Our Man in Jazz is an album by jazz saxophonist Sonny Rollins, released by RCA Victor  featuring July 1962 performances by Rollins with Don Cherry, Bob Cranshaw, and Billy Higgins. These performances have been described as contrasting from Rollins' previous style by moving to "very long free-form fancies, swaggering and impetuous".

The CD reissue supplements the original LP's three tracks with three tracks recorded in February of the following year, with Henry Grimes replacing Cranshaw on bass. These recordings originally appeared on 3 in Jazz (an LP also featuring performances by Gary Burton and Clark Terry).

■ Provided data ■
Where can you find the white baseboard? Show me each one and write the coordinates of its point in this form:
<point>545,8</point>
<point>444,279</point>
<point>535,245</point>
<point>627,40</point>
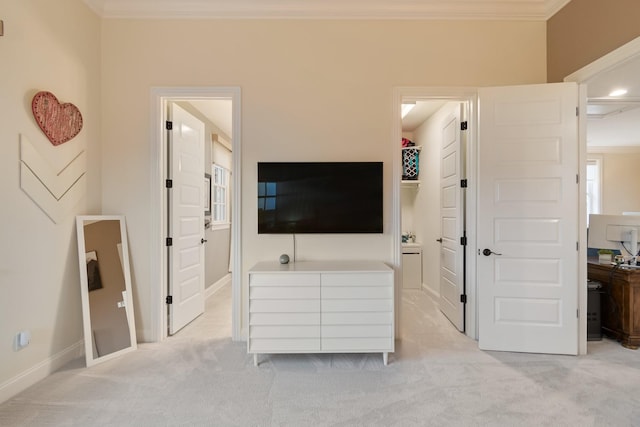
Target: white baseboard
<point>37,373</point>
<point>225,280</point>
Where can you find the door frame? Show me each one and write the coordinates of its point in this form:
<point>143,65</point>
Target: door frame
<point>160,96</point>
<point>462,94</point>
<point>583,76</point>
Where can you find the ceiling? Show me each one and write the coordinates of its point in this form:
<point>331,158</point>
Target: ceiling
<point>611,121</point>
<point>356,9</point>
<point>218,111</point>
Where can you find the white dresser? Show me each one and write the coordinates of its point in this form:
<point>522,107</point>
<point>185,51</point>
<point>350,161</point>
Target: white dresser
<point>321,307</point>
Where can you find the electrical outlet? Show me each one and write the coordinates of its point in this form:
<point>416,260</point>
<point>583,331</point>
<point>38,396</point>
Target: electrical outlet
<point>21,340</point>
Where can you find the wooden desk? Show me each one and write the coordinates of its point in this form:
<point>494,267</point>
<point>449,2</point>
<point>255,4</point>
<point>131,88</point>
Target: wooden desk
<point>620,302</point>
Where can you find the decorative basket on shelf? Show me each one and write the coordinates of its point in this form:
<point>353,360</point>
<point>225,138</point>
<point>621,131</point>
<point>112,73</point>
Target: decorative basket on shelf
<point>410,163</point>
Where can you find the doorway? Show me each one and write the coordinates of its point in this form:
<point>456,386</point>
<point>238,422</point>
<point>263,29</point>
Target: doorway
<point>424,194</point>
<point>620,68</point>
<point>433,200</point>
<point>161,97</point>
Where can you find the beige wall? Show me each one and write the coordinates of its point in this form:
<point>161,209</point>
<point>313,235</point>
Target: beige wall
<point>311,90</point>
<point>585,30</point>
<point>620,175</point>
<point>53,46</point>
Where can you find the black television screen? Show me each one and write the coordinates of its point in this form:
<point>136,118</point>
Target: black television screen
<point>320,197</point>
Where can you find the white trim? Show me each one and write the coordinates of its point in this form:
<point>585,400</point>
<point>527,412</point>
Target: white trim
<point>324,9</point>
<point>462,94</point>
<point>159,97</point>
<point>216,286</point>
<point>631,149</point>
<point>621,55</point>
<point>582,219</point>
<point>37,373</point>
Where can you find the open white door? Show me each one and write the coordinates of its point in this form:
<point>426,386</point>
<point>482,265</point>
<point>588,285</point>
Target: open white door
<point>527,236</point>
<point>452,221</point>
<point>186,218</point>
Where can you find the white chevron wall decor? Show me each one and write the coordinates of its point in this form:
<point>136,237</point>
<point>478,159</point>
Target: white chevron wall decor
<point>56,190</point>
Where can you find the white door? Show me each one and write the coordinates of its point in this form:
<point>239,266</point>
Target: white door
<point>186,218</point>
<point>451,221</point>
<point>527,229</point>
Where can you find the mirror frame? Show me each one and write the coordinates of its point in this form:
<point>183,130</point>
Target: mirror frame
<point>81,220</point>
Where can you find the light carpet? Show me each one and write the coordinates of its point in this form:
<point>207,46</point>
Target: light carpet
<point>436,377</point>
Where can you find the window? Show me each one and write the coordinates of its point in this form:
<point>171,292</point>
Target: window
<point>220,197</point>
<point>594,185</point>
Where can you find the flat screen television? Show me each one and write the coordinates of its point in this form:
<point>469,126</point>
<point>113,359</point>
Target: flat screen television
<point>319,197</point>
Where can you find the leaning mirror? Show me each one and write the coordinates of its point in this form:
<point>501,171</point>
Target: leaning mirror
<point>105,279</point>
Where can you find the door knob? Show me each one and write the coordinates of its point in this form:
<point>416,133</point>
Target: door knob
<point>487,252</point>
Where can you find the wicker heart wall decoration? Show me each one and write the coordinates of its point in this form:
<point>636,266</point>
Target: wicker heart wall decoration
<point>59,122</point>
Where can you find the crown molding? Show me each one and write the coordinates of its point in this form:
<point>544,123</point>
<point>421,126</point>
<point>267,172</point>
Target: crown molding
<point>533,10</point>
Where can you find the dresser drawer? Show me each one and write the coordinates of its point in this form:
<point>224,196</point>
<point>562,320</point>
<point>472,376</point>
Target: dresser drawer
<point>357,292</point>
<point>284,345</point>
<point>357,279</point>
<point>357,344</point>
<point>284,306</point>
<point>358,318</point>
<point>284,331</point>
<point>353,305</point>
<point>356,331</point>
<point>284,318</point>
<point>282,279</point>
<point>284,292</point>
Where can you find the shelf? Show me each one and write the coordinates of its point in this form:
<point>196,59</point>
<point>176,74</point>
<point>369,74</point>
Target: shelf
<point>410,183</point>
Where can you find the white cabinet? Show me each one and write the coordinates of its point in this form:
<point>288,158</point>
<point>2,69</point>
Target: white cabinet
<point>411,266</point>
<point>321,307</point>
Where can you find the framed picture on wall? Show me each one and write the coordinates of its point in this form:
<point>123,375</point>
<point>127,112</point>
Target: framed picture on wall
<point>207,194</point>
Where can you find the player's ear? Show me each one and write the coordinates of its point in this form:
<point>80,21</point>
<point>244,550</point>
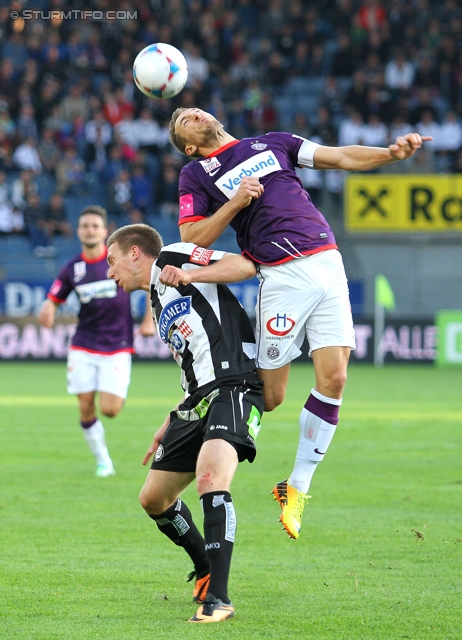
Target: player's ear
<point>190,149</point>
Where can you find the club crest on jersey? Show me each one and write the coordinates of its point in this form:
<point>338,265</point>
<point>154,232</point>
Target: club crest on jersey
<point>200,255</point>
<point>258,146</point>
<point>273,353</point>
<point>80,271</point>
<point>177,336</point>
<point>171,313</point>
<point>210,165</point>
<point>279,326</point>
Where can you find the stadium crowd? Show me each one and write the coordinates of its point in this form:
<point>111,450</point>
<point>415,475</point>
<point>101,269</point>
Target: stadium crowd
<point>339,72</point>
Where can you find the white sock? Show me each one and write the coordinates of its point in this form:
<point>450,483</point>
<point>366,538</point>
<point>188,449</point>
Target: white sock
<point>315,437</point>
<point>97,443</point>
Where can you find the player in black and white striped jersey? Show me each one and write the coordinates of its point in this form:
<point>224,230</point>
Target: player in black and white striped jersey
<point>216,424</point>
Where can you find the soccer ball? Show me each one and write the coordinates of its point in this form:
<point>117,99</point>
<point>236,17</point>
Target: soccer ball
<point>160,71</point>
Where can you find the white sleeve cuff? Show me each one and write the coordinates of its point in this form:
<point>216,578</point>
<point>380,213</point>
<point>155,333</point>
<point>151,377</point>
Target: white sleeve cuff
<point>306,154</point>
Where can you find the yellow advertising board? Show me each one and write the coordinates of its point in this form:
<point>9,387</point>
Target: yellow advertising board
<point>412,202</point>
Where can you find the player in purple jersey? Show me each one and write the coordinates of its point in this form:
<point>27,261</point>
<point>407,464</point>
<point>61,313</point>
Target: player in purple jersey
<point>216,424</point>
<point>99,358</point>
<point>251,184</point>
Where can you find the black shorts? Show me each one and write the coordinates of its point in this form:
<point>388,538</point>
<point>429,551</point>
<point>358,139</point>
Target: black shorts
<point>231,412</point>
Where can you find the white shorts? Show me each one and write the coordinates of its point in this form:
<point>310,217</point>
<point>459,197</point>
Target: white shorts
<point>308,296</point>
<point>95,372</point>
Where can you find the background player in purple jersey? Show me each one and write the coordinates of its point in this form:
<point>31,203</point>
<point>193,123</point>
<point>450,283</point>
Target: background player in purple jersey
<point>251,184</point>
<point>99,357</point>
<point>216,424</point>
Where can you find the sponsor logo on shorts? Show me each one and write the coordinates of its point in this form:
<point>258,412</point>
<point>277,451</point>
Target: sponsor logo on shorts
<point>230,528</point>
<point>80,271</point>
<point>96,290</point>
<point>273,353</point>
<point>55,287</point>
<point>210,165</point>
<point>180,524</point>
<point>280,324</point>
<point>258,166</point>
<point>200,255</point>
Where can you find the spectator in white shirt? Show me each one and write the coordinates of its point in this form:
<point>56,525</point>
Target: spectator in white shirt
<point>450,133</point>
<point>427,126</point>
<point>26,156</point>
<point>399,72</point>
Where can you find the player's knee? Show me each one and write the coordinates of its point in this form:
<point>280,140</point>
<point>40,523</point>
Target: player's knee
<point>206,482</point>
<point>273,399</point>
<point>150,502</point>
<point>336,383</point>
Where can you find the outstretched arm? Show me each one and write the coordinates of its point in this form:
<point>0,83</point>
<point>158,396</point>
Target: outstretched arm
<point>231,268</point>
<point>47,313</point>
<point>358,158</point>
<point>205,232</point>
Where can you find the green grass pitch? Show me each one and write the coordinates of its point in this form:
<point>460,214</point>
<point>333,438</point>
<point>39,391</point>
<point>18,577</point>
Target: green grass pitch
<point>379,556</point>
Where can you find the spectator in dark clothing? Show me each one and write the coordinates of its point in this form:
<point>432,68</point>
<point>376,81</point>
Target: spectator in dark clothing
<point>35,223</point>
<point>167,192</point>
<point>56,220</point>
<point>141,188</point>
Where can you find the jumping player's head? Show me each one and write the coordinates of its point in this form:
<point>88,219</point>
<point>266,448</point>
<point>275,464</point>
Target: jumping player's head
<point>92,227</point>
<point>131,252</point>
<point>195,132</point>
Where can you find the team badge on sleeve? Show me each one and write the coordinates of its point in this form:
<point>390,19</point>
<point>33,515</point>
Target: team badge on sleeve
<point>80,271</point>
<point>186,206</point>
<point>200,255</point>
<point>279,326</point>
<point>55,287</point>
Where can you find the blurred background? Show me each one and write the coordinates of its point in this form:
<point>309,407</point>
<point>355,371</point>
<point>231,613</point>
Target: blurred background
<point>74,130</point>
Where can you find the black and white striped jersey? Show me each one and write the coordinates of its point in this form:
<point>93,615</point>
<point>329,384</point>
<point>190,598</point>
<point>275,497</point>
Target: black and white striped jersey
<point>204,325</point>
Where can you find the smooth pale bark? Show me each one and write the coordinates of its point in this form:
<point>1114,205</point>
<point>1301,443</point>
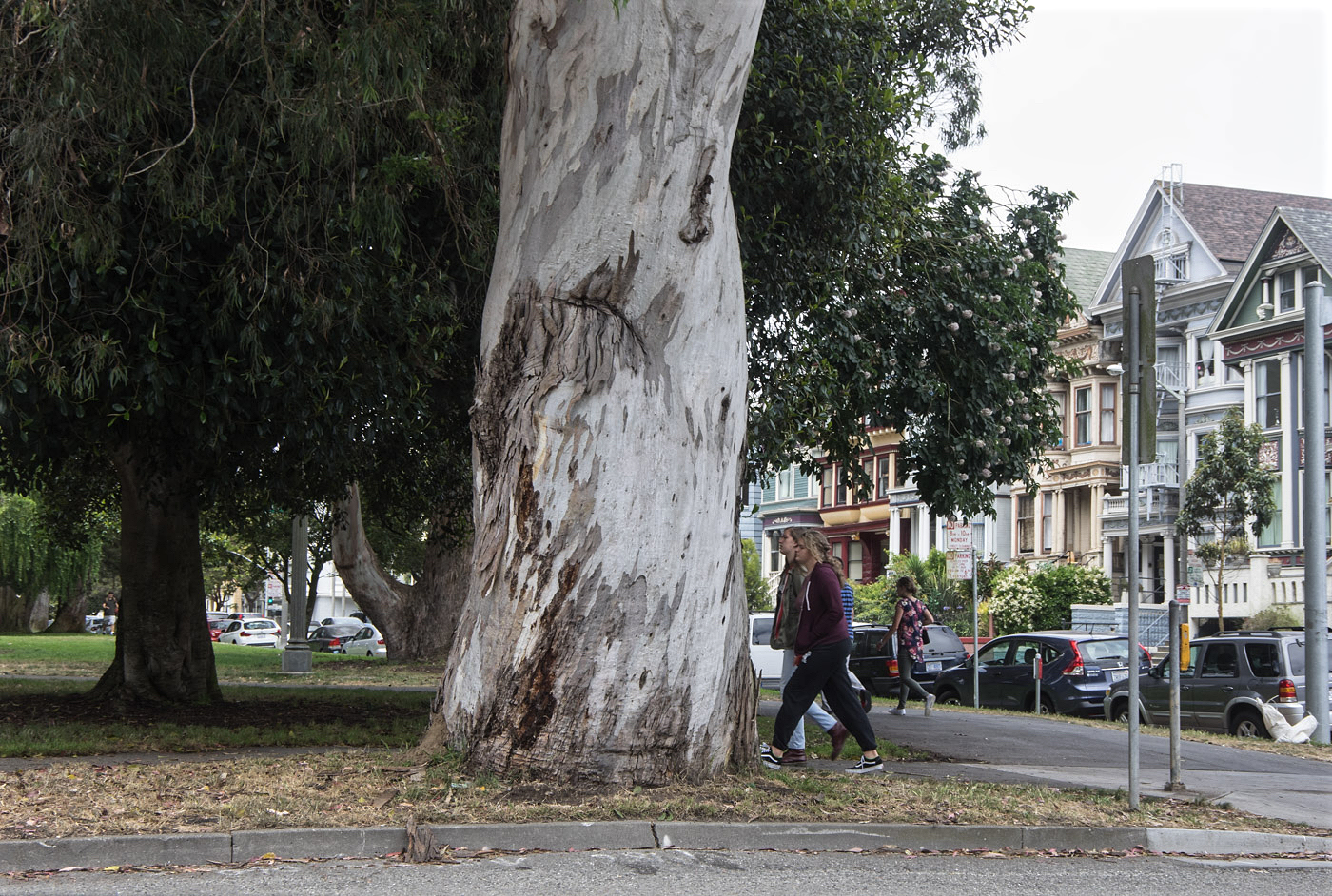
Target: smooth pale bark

■ Exercise set ■
**a)** Using the album text, answer these:
(i) Which label released the album?
(ii) Who plays bass on the tracks recorded in February of the following year?
(iii) On which LP did those later recordings first appear?
**b)** In the records, copy out the lines verbatim from the line containing "Where can you find the spectator in dark" through the line containing "<point>56,220</point>".

■ Set of answers ■
**a)**
(i) RCA Victor
(ii) Henry Grimes
(iii) 3 in Jazz

**b)**
Where can you find the spectator in dark clothing? Show me each one and write the coordinates of its point in this form:
<point>432,68</point>
<point>376,81</point>
Target: spectator in dark clothing
<point>35,223</point>
<point>167,192</point>
<point>56,220</point>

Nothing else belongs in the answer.